A block of data
——

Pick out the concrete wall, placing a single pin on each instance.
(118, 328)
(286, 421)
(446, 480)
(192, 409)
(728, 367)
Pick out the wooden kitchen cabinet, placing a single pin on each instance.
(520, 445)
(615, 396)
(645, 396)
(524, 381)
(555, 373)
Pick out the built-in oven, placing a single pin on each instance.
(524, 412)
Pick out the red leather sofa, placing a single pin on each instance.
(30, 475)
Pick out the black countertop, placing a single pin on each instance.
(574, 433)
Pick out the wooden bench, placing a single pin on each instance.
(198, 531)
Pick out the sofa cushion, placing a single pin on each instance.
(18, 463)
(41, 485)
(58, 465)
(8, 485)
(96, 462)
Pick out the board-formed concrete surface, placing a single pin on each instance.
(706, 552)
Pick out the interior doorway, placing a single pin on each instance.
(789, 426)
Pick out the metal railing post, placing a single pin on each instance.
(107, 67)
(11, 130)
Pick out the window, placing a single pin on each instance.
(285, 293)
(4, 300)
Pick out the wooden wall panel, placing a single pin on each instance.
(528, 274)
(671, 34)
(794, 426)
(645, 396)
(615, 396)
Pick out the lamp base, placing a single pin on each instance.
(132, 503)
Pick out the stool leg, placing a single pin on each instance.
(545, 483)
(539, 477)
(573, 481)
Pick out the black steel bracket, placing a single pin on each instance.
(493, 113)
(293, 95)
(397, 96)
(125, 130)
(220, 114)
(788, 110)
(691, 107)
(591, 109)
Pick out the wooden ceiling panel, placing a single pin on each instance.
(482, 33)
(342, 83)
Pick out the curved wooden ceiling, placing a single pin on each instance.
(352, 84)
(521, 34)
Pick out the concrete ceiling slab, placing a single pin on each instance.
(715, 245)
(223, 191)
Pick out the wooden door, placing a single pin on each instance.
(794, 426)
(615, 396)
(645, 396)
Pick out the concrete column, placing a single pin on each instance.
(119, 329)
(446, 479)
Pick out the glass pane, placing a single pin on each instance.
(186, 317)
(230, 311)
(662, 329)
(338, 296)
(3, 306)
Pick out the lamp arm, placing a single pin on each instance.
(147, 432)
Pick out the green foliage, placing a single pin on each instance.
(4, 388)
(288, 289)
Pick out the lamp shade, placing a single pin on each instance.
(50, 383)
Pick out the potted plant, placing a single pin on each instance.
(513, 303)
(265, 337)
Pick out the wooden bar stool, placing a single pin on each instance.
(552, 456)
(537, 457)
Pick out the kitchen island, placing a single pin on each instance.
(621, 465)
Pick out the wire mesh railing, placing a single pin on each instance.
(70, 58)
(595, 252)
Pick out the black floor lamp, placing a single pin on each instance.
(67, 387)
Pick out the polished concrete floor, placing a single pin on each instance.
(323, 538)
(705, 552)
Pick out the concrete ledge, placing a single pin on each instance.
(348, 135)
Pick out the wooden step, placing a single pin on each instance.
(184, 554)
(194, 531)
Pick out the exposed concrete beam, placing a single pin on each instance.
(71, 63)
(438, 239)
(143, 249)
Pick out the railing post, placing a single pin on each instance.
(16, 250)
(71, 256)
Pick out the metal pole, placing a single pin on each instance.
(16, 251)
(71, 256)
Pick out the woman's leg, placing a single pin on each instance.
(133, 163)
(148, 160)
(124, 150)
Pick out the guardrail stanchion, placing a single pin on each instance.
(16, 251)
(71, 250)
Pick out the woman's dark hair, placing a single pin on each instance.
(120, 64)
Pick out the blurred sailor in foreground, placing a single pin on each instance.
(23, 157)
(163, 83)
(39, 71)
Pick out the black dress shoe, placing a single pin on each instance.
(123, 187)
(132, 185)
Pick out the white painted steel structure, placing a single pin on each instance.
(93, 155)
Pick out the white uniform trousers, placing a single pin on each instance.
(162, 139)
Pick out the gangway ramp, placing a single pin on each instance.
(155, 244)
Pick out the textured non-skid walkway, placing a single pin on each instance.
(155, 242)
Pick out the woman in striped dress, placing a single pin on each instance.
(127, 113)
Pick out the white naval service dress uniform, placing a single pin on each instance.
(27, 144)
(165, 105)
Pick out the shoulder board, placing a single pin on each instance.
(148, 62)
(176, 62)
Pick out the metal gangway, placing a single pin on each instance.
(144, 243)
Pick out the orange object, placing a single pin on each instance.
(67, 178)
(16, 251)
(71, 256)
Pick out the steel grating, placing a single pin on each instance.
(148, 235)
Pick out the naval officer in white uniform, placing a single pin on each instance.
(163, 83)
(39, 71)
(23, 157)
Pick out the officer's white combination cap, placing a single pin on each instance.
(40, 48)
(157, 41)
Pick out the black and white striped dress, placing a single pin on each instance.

——

WHAT YOU SHOULD DO
Retype exactly the lines from the one containing "Pick out the textured" through the last line of the records above, including both.

EXERCISE SOLUTION
Pick out the textured non-skid walkway, placing a single pin on each instance.
(155, 242)
Pick out the woman in striped dress, placing a single pin on each instance.
(127, 113)
Pick out the white naval service dress uniform, placing a single pin on each instance.
(27, 144)
(165, 105)
Pick out the shoulder board, placing a single pin on each instance.
(148, 62)
(176, 62)
Pick out the metal gangway, placing a single pin on each instance.
(144, 243)
Pick out the orange object, placing a single pin on each instance.
(67, 178)
(16, 251)
(71, 256)
Pick out the steel grating, placing a single pin on each instance.
(148, 235)
Pick out the naval officer in white uniform, placing a single pin on each instance.
(163, 83)
(39, 71)
(23, 157)
Pick out the officer's white combination cap, placing a single pin on each instance.
(40, 48)
(157, 41)
Pick out the black and white striped dress, placing a single pin on each instance.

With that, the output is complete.